> Exercise
What you return must be the full listing, word for word, with no images in it.

> Data for this task
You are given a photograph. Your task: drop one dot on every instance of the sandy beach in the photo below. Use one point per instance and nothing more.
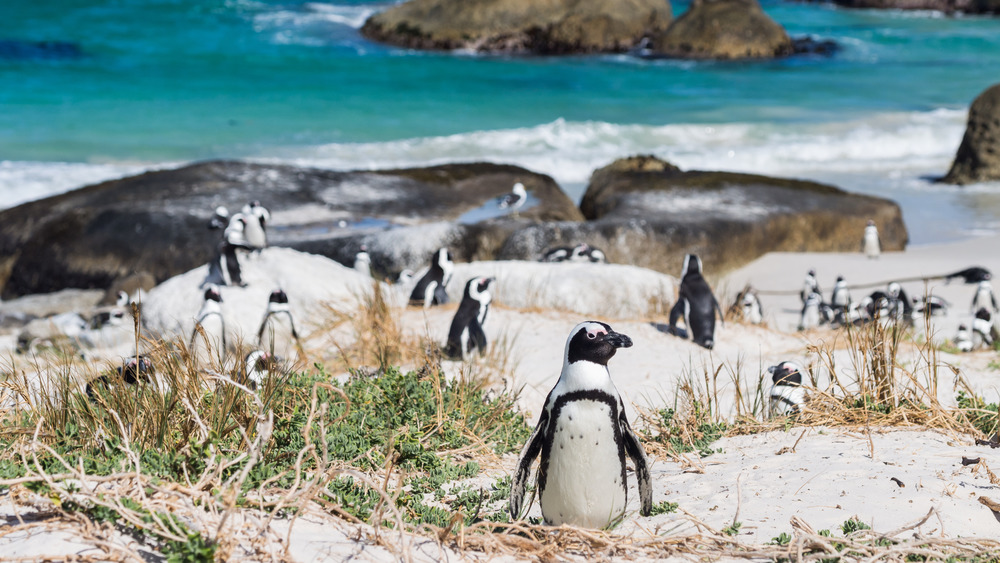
(907, 480)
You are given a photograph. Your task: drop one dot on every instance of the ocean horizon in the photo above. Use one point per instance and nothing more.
(160, 84)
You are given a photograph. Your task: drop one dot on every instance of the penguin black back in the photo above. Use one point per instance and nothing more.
(466, 333)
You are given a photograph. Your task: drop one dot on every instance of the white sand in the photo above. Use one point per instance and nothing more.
(832, 475)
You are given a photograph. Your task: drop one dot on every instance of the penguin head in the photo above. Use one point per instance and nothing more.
(443, 258)
(479, 289)
(594, 341)
(894, 290)
(278, 296)
(692, 265)
(212, 293)
(786, 373)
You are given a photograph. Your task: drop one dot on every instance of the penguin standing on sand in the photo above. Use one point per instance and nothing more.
(696, 304)
(963, 340)
(583, 437)
(431, 288)
(809, 286)
(208, 339)
(514, 200)
(787, 395)
(257, 367)
(870, 243)
(467, 332)
(256, 217)
(363, 262)
(812, 312)
(277, 335)
(984, 298)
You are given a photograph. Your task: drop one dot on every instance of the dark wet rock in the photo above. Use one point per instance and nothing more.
(978, 157)
(947, 6)
(723, 29)
(647, 212)
(155, 225)
(13, 49)
(520, 26)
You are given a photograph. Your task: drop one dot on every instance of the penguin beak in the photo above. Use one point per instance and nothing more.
(618, 340)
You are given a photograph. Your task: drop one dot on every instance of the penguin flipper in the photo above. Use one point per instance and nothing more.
(531, 450)
(634, 449)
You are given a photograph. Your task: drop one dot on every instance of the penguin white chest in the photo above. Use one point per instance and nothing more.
(584, 482)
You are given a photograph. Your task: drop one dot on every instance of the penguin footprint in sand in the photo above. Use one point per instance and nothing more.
(583, 437)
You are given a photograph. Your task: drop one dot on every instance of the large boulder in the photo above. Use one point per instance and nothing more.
(647, 212)
(535, 26)
(723, 29)
(155, 224)
(978, 157)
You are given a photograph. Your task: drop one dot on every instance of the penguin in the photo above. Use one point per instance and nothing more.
(787, 395)
(515, 199)
(809, 286)
(597, 256)
(929, 305)
(557, 254)
(431, 289)
(208, 339)
(277, 335)
(255, 226)
(963, 341)
(747, 306)
(258, 366)
(984, 333)
(974, 274)
(870, 243)
(405, 277)
(696, 303)
(900, 307)
(363, 262)
(840, 298)
(984, 298)
(219, 220)
(812, 312)
(135, 369)
(582, 438)
(466, 333)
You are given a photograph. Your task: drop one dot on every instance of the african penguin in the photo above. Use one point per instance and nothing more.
(515, 199)
(363, 262)
(870, 243)
(840, 299)
(583, 436)
(809, 286)
(812, 312)
(220, 219)
(208, 339)
(255, 227)
(963, 340)
(787, 394)
(466, 333)
(258, 366)
(696, 303)
(131, 372)
(431, 289)
(277, 335)
(984, 298)
(974, 274)
(984, 333)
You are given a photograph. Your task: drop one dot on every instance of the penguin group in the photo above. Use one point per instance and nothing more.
(243, 234)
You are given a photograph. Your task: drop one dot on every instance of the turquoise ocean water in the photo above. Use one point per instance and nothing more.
(163, 82)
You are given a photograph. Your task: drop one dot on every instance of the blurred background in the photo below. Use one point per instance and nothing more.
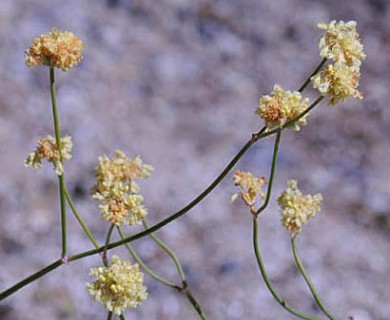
(177, 81)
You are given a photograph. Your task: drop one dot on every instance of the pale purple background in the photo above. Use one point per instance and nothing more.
(177, 81)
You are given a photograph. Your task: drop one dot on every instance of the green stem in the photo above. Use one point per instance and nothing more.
(109, 233)
(272, 174)
(267, 280)
(144, 266)
(61, 180)
(255, 137)
(304, 85)
(168, 250)
(195, 304)
(30, 279)
(308, 281)
(79, 219)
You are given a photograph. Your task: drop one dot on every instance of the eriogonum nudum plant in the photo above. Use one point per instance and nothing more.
(341, 43)
(47, 149)
(119, 286)
(250, 188)
(55, 49)
(117, 191)
(280, 107)
(338, 82)
(296, 209)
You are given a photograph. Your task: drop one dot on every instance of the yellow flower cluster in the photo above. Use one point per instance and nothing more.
(282, 106)
(119, 286)
(341, 44)
(117, 191)
(47, 149)
(55, 49)
(296, 209)
(339, 82)
(250, 188)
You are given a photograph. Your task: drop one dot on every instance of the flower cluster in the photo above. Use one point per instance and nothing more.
(117, 191)
(282, 106)
(119, 286)
(47, 149)
(339, 82)
(250, 188)
(296, 209)
(55, 49)
(341, 44)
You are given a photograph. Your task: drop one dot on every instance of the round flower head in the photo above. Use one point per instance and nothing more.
(338, 82)
(47, 149)
(280, 107)
(341, 43)
(296, 209)
(250, 187)
(55, 49)
(117, 191)
(119, 286)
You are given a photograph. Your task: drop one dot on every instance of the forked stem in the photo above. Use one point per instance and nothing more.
(308, 281)
(61, 180)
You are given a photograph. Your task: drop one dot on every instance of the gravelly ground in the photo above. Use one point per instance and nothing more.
(177, 82)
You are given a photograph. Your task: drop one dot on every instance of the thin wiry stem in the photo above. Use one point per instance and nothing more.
(29, 279)
(307, 81)
(195, 304)
(272, 174)
(308, 281)
(108, 237)
(61, 179)
(144, 266)
(168, 250)
(79, 219)
(267, 280)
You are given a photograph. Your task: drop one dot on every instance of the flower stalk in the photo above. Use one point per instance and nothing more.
(61, 179)
(308, 281)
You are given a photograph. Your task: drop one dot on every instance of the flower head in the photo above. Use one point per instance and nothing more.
(341, 43)
(117, 190)
(118, 287)
(296, 209)
(339, 82)
(47, 149)
(250, 188)
(55, 49)
(282, 106)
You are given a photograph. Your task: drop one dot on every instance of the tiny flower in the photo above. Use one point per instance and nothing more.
(118, 287)
(55, 49)
(117, 191)
(296, 209)
(47, 149)
(341, 43)
(250, 188)
(281, 107)
(338, 82)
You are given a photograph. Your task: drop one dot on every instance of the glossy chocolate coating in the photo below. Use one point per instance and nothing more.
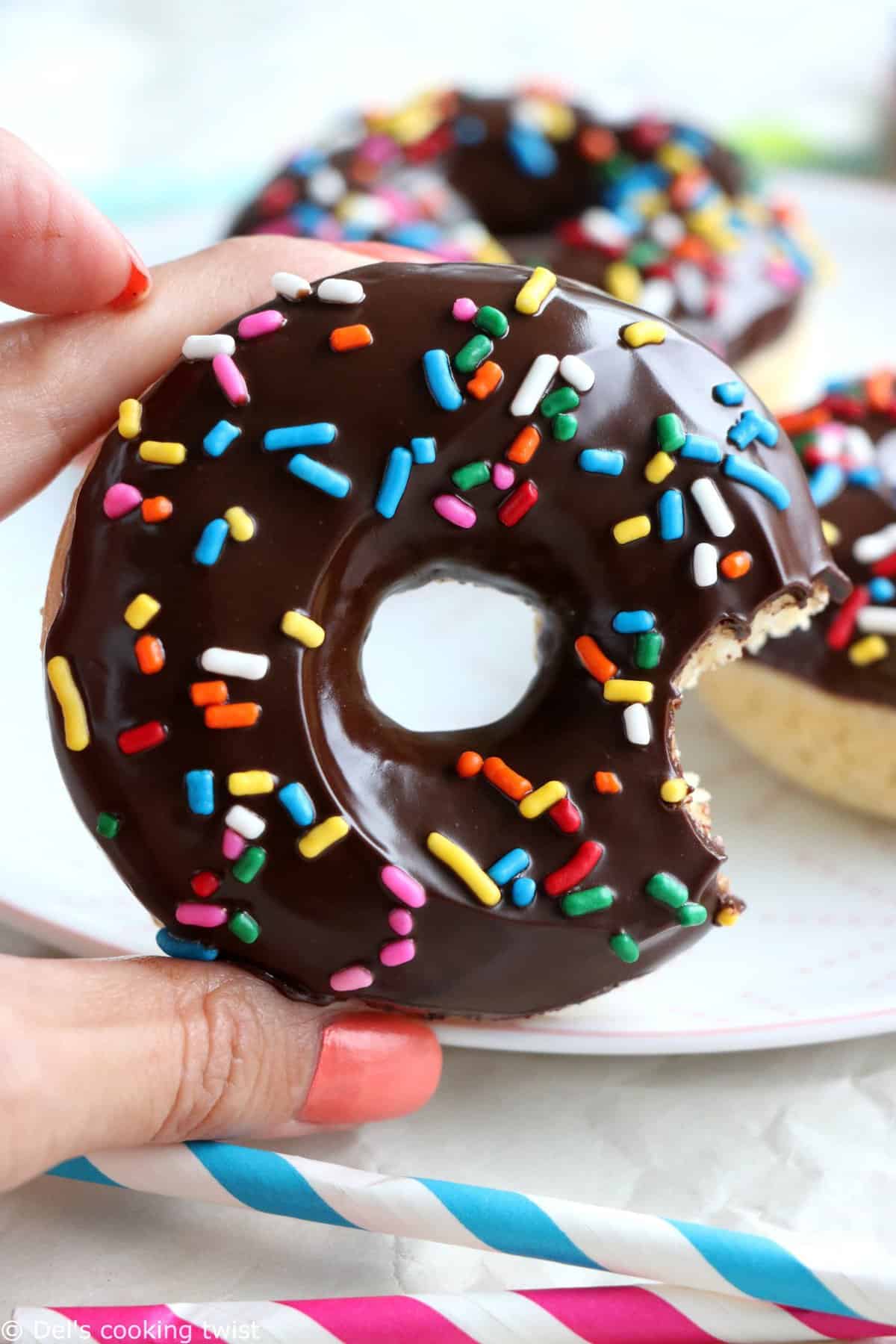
(337, 559)
(536, 218)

> Reply
You are given a photograph. Your task: drop one dot on every instance of the sandy beach in the photo below. Use one point per instance and nothing more.
(907, 480)
You are given a photograph. Your task: drop one dot on every instance of the ocean horizon in the photo above. Use one point per instance and nothing more.
(160, 84)
You are given a photograph. Your task: drop one dot on every instance of the penguin black back in the photo above. Use one point per instance and nothing more.
(466, 333)
You are given a photograph. Your task: drop one dot on every instance of the white sand in the photo above. Use one point per instance and nothing more.
(832, 475)
You are given a photograph. Your task: drop one dot on every instance of the penguin head in the photo above. Use one point per instance and nothing more.
(443, 258)
(479, 289)
(594, 341)
(894, 290)
(278, 296)
(692, 265)
(212, 293)
(786, 373)
You are given a photograph. Your task: drop one dot on every instance of the penguin standing on sand in the photo above. Use one point per instance and nothing more.
(696, 304)
(963, 340)
(583, 437)
(431, 288)
(809, 286)
(208, 339)
(514, 200)
(787, 395)
(257, 367)
(870, 243)
(467, 332)
(256, 217)
(363, 262)
(812, 312)
(277, 335)
(984, 298)
You are given a photograph. Your task: drop one dot on every instance of the dark wet rock in the photo above. Use one point per instance and nothing more.
(978, 157)
(947, 6)
(723, 29)
(647, 212)
(155, 225)
(13, 49)
(520, 26)
You are given a photograph. Your task: drop one dot on every instance of the penguin beak in the photo above. Use one point per instance and nothing more.
(618, 340)
You are given a photograph. Your task: drop one dot on every instance of the penguin flipper in the photo above. Use one point per instance and nothing more.
(531, 450)
(634, 449)
You are given a photograph. Your task: drop one dot on every instance of the penguin white chest in the photo above. Use one point per instance and nothing more.
(584, 482)
You are given a photograph. Your task: drop one dot on every instance of the penguin footprint in sand in the photo above. Use one point per instance and nothing more.
(583, 437)
You are given a photograph. Your task: drop one dot on every instance of the large boulder in the photo above. Use one point per instance and nothing more.
(647, 212)
(535, 26)
(723, 29)
(155, 224)
(978, 157)
You are given a photograph. Your task: drop one dot on every instance of the penguin in the photo above. Use one point per instance and nothing more.
(787, 395)
(515, 199)
(809, 286)
(597, 256)
(929, 305)
(557, 254)
(431, 289)
(208, 339)
(277, 335)
(255, 226)
(963, 341)
(747, 306)
(258, 366)
(984, 333)
(974, 274)
(870, 243)
(405, 277)
(696, 303)
(900, 307)
(363, 262)
(840, 298)
(984, 298)
(219, 220)
(812, 312)
(135, 369)
(582, 438)
(466, 333)
You are given a photograph. Your task: drop one dot on every instance of the african penguin in the photo above. Use one point per instance and nothing more.
(515, 199)
(363, 262)
(870, 243)
(840, 299)
(583, 436)
(809, 286)
(812, 312)
(220, 219)
(208, 339)
(255, 227)
(963, 340)
(787, 394)
(466, 333)
(258, 366)
(696, 303)
(131, 372)
(431, 289)
(277, 335)
(984, 298)
(974, 274)
(984, 333)
You are given a photograph. Your task: drop one dot on every instance of the penguin group in the photo above. Use one point per instance and nothing more.
(243, 234)
You are given a photograph. Your task: drop one dot on every instance of the turquoise ocean water in the photo above. Use one point per instance and nothing more.
(163, 82)
You are given a photograph. Your task: drop one dot on every instance of the blurred background in the photo below. Use one point per instance and nothing more.
(177, 81)
You are given a photograph. Your task: drop one dot on every instance of the pale purple background in the photo above. Use one point per instance and nothing more.
(177, 81)
You are given a photograph. Your task: drop one dot on every instance of the green stem in the photo above. Use one point per instance and nothing more.
(109, 233)
(272, 174)
(267, 280)
(144, 266)
(61, 180)
(255, 137)
(304, 85)
(168, 250)
(195, 304)
(30, 279)
(308, 281)
(79, 219)
You are given a photograph. Your task: drop one dot on every instance of the eriogonum nudum plant in the photo above. Use one point per instance and nothing more.
(341, 43)
(47, 149)
(119, 286)
(250, 188)
(55, 49)
(117, 191)
(280, 107)
(338, 82)
(296, 209)
You are given a photograph. Your task: drop one dot on every instance of the yellow flower cluster in the photo above. Use one point per instance and nothing more.
(282, 106)
(119, 286)
(341, 44)
(117, 191)
(47, 149)
(55, 49)
(296, 209)
(339, 82)
(250, 188)
You are given a photograph. Your task: drop one dot on every instance of the flower cluster in the photo above. Use one point per instance and nothing more.
(117, 191)
(282, 106)
(119, 286)
(47, 149)
(339, 82)
(250, 188)
(296, 209)
(55, 49)
(341, 44)
You are given a photograph. Your task: drop one dot on every instance of the round flower head in the photo above. Use one point per instance and nothing more.
(338, 82)
(47, 149)
(280, 107)
(341, 43)
(296, 209)
(250, 187)
(55, 49)
(117, 191)
(119, 286)
You are given a photograph. Your task: drop one dot on every instance of the forked stem in the photo above. Use one point per instance and nothing more.
(308, 281)
(61, 180)
You are given a photograph. Your task: drop one dot on every instance of the gravelly ground in the photo above. Use one point per instance and nothing more.
(177, 82)
You are given a photograph. Your task: drop one dot on every instance of the thin wiry stem in the photo above. Use one point per instance and nothing more.
(29, 279)
(307, 81)
(195, 304)
(272, 174)
(308, 281)
(108, 237)
(61, 179)
(144, 266)
(168, 250)
(79, 219)
(267, 280)
You are given a photograph. Your task: drop one dot on every instance of the flower stalk in the photo above. Use one point per instance and nothing more.
(61, 179)
(308, 281)
You are given a photograph. Your task: drop one dot on every instance of the flower head in the photo above. Use one point per instance and nothing more.
(341, 43)
(117, 190)
(118, 287)
(296, 209)
(339, 82)
(47, 149)
(250, 188)
(55, 49)
(282, 106)
You are given a photograph. Your task: drop one dot on every instance of the tiny flower in the photo above. Use one point per instance and nothing more.
(118, 287)
(55, 49)
(117, 191)
(296, 209)
(47, 149)
(341, 43)
(250, 188)
(281, 107)
(338, 82)
You are given a photograph. Your task: drop one dot on every instance of the glossy chocolate coating in the photo below. Use one point per instance and nothing more.
(337, 559)
(536, 218)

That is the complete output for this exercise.